- [Задание]: Перепишите целиком фрагмент о Грибоедове, Пушкине и Белинском.

Убитый Грибоедов, убитый Пушкин. Точно знак того, что рано еще было тогда воздвигать здание, фундамент которого был заложен и сразу же засыпан, запорошен мусором. Грибоедов и Пушкин заложили твердое основание зданию истинного просвещения. Они погибли. На смену явилось шумное поколение сороковых годов во главе с В. Белинским, «белым генералом русской интеллигенции». Наследие Грибоедова и Пушкина, Державина и Гоголя было опечатано; Россия «петровская» и «допетровская» помечена известным штемпелем. Белинский, служака исправный, торопливо клеймил своим штемпелем все, что являлось на свет божий. Весьма торопливо был припечатан и Аполлон Григорьев, юношеский голос которого прозвучал впервые через шесть лет после смерти Пушкина. Оценка деятельности Белинского и его соратников еще впереди; меня она занимает лишь по отношению к Григорьеву; отмечу только, что русское возрождение успело расшатать некоторые догматы интеллигентской религии, и Белинский уже не всем кажется лицом неприкосновенным.

Исходные записи:
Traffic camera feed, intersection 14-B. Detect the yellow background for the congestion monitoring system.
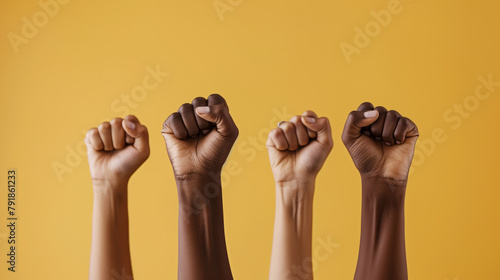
[0,0,500,280]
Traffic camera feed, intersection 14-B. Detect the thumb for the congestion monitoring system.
[301,111,333,148]
[196,104,238,140]
[342,110,379,146]
[122,115,149,153]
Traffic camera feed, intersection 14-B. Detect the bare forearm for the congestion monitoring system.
[177,174,233,280]
[89,184,132,280]
[354,177,408,280]
[269,179,314,280]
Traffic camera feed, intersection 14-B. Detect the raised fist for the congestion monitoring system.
[161,94,238,179]
[342,102,419,181]
[85,115,149,187]
[266,111,333,183]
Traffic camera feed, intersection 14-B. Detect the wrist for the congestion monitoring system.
[175,171,222,209]
[92,179,128,195]
[361,175,407,207]
[276,177,316,207]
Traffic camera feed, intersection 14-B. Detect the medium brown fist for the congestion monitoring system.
[85,115,149,184]
[342,102,419,181]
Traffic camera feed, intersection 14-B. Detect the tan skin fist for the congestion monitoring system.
[266,111,333,183]
[342,102,419,181]
[162,94,238,179]
[85,115,149,187]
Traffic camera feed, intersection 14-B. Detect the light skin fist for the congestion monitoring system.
[162,94,238,179]
[85,115,149,185]
[266,111,333,183]
[342,102,419,181]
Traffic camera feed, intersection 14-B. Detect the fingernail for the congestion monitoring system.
[363,110,378,119]
[125,120,135,130]
[196,106,210,114]
[304,117,316,123]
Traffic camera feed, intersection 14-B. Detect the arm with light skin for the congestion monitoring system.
[162,94,238,280]
[266,111,333,280]
[85,115,149,280]
[342,102,419,280]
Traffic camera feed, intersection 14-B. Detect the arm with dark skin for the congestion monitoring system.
[162,94,238,280]
[342,102,419,280]
[85,116,149,280]
[266,111,333,280]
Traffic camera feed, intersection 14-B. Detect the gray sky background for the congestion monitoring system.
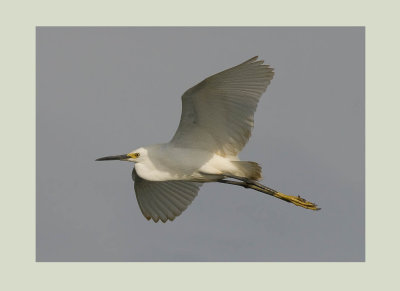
[36,27,365,261]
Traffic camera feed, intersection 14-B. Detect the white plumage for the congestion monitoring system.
[98,57,274,222]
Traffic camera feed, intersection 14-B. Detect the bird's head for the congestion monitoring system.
[96,148,147,163]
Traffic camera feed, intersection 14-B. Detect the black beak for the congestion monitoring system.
[96,155,130,161]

- [Ответ]:
Убитый Грибоедов, убитый Пушкин. Точно знак того, что рано еще было тогда воздвигать здание, фундамент которого был заложен и сразу же засыпан, запорошен мусором. Грибоедов и Пушкин заложили твердое основание зданию истинного просвещения. Они погибли. На смену явилось шумное поколение сороковых годов во главе с В. Белинским, «белым генералом русской интеллигенции». Наследие Грибоедова и Пушкина, Державина и Гоголя было опечатано; Россия «петровская» и «допетровская» помечена известным штемпелем. Белинский, служака исправный, торопливо клеймил своим штемпелем все, что являлось на свет божий. Весьма торопливо был припечатан и Аполлон Григорьев, юношеский голос которого прозвучал впервые через шесть лет после смерти Пушкина. Оценка деятельности Белинского и его соратников еще впереди; меня она занимает лишь по отношению к Григорьеву; отмечу только, что русское возрождение успело расшатать некоторые догматы интеллигентской религии, и Белинский уже не всем кажется лицом неприкосновенным.